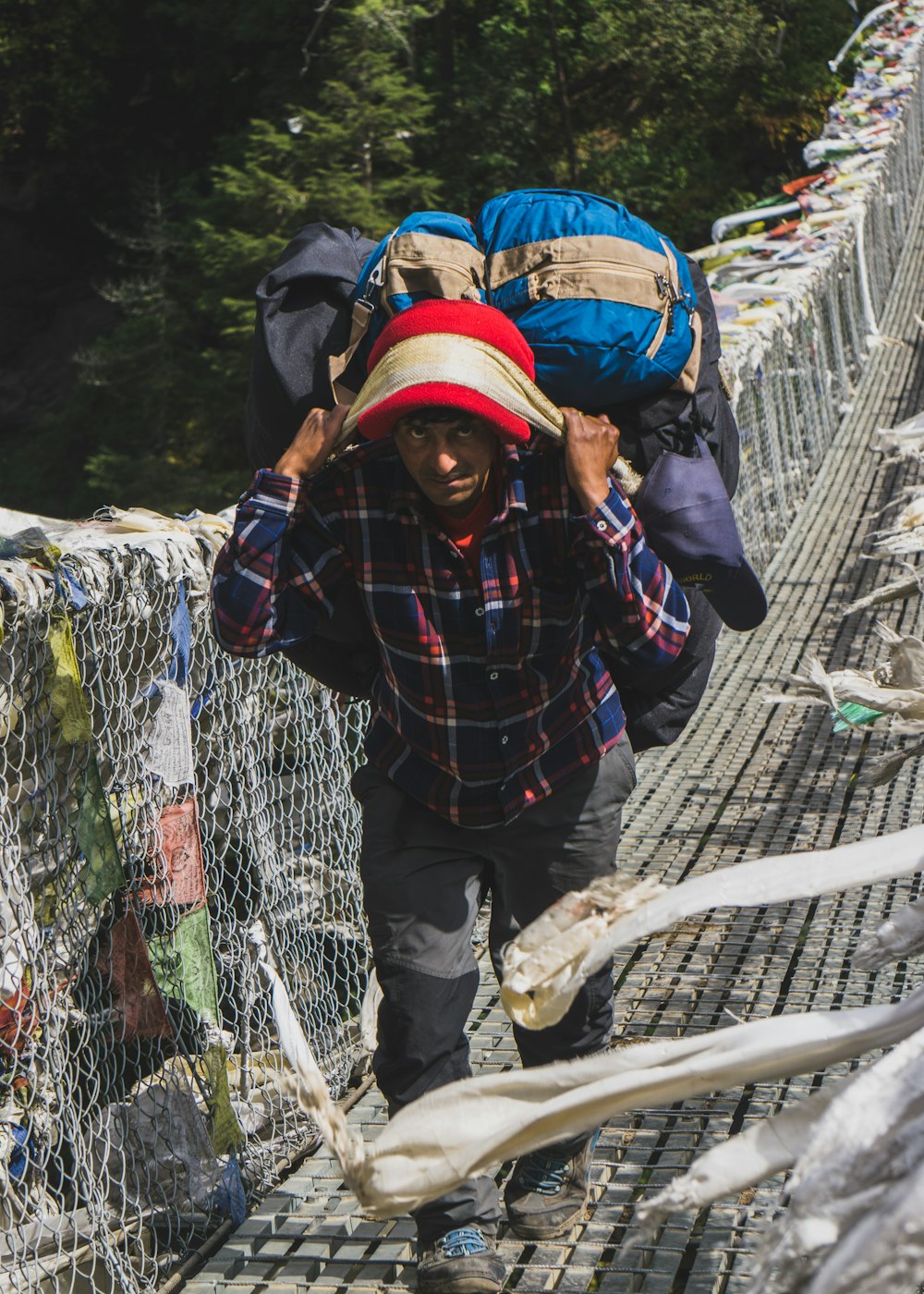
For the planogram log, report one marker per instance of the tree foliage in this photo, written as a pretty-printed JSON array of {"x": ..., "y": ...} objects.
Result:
[{"x": 201, "y": 138}]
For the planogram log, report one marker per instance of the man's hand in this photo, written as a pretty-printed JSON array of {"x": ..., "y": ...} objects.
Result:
[
  {"x": 313, "y": 443},
  {"x": 590, "y": 449}
]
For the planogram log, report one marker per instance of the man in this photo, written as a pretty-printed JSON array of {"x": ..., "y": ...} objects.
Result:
[{"x": 491, "y": 568}]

○ ○ ○ ○ ○ ○ ○

Render every line of the listing above as a JSON list of strings, one string per line, omitting blank lines and the pictures.

Task result:
[
  "For the planogram log, report one marker per instance of the tree foliage in this photo, written as a pretty-printed JSON array of {\"x\": ..., \"y\": ...} objects.",
  "Result:",
  "[{\"x\": 201, \"y\": 138}]",
  "For the planogram log, report one marker per instance of the man's hand in this photo, written as a pretty-printed JSON array of {\"x\": ..., \"y\": ...} objects.",
  "Result:",
  "[",
  "  {\"x\": 313, \"y\": 443},",
  "  {\"x\": 590, \"y\": 449}",
  "]",
  "For the planogram log, report one marker per instance of the man in this photo, written as a pretty-printed JSON array of {\"x\": ..., \"y\": ...} objects.",
  "Result:",
  "[{\"x\": 491, \"y\": 568}]"
]